··· Data for processing
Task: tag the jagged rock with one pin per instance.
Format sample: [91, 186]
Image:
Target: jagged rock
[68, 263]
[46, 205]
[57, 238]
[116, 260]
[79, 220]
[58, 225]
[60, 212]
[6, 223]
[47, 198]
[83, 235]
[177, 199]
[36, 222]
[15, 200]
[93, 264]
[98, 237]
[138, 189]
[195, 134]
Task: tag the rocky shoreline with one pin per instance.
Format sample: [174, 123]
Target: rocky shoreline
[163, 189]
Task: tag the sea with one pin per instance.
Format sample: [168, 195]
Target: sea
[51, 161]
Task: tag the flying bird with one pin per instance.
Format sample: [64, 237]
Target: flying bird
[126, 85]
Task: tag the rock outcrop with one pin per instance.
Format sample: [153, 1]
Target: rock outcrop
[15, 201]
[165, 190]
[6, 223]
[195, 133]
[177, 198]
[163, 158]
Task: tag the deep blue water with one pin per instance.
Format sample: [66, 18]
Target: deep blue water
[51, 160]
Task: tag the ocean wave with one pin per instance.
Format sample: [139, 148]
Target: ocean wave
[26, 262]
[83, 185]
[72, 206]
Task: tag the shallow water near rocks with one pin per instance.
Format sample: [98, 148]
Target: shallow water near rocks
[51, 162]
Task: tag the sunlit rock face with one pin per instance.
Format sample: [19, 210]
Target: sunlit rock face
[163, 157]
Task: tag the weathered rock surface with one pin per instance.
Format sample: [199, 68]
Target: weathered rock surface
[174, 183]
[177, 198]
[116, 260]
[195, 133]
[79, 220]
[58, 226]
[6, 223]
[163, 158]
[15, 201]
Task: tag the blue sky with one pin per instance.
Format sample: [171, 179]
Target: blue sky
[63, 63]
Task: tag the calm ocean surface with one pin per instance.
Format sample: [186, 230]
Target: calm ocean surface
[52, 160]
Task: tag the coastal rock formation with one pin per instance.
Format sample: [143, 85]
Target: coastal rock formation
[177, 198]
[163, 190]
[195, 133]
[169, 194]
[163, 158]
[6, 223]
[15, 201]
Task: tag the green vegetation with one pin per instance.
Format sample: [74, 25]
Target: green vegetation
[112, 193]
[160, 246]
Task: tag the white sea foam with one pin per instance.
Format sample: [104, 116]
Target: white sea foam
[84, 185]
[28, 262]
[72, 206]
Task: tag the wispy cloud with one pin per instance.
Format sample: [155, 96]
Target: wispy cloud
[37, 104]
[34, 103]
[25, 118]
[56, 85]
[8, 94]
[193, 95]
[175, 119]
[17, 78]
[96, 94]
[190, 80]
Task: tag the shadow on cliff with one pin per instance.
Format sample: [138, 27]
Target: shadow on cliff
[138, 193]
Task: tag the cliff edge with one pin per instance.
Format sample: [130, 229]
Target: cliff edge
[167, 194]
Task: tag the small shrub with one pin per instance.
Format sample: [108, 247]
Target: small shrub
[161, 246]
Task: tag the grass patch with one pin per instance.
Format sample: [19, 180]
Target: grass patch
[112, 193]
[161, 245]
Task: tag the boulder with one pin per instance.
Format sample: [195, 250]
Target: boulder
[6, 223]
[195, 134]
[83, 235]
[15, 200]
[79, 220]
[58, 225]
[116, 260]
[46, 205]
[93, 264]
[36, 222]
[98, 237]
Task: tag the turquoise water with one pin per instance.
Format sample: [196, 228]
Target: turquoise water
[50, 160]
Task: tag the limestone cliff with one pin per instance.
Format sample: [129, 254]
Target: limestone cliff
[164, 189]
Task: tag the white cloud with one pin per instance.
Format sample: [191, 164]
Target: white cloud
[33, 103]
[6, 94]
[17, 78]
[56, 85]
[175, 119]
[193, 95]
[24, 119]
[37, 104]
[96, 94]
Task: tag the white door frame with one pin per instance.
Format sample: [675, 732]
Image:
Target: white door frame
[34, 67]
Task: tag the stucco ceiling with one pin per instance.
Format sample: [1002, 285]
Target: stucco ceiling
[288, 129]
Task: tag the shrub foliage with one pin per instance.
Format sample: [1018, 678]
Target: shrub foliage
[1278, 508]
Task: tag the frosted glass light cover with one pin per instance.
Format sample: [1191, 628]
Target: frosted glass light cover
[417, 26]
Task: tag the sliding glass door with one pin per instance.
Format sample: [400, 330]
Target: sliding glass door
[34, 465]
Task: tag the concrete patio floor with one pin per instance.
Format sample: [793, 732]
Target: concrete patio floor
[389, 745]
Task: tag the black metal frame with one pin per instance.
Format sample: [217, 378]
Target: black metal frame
······
Do this.
Locate "Task: tag the wispy" in the material, then quote the line that contains it and all lines after it through the final one.

Answer below.
Task: tag the wispy cloud with one pin per instance.
Format sample: [155, 96]
Target: wispy cloud
[37, 104]
[34, 103]
[25, 118]
[56, 85]
[8, 94]
[193, 95]
[175, 119]
[17, 78]
[96, 94]
[190, 80]
Task: tag the shadow on cliff with one pin per instance.
Format sample: [138, 27]
Target: shadow on cliff
[138, 193]
Task: tag the cliff edge with one pin per instance.
Format sample: [130, 229]
Target: cliff edge
[167, 194]
Task: tag the small shrub with one pin per instance.
Format sample: [108, 247]
Target: small shrub
[161, 246]
Task: tag the grass patch with one pin per instance.
Format sample: [19, 180]
Target: grass patch
[112, 193]
[161, 245]
Task: tag the boulder with one pin per instance.
Format sample: [195, 250]
Target: boulder
[6, 223]
[195, 134]
[83, 235]
[15, 200]
[79, 220]
[58, 225]
[116, 260]
[46, 205]
[93, 264]
[36, 222]
[98, 237]
Task: tag the turquoise water with one pin per instance.
Format sample: [196, 228]
Target: turquoise water
[50, 160]
Task: tag the limestone cliff with one pin per instance.
Format sample: [129, 254]
Target: limestone cliff
[164, 189]
Task: tag the white cloud with one pin per instance.
Format sample: [191, 164]
Target: white cloud
[33, 103]
[6, 94]
[17, 78]
[56, 85]
[175, 119]
[193, 95]
[24, 119]
[37, 104]
[96, 94]
Task: tag the white door frame with one pin per instance.
Format sample: [675, 732]
Image:
Target: white door frame
[34, 67]
Task: tag the stucco ceiling with one pin per instance.
Format sample: [1002, 285]
Target: stucco ceiling
[288, 129]
Task: tag the shrub foliage with one pin per instance.
Format sample: [1018, 678]
Target: shrub foliage
[1278, 508]
Task: tag the frosted glass light cover with one pin per instance.
Format sample: [1191, 628]
Target: frosted glass light cover
[417, 26]
Task: tag the sliding glass door with one pin per instance.
Format sample: [400, 330]
Target: sliding glass door
[34, 465]
Task: tag the concrete patio floor with one pin per instance.
Format sample: [793, 732]
Target: concrete patio floor
[389, 745]
Task: tag the black metal frame with one pin per instance.
Format sample: [217, 378]
Target: black metal frame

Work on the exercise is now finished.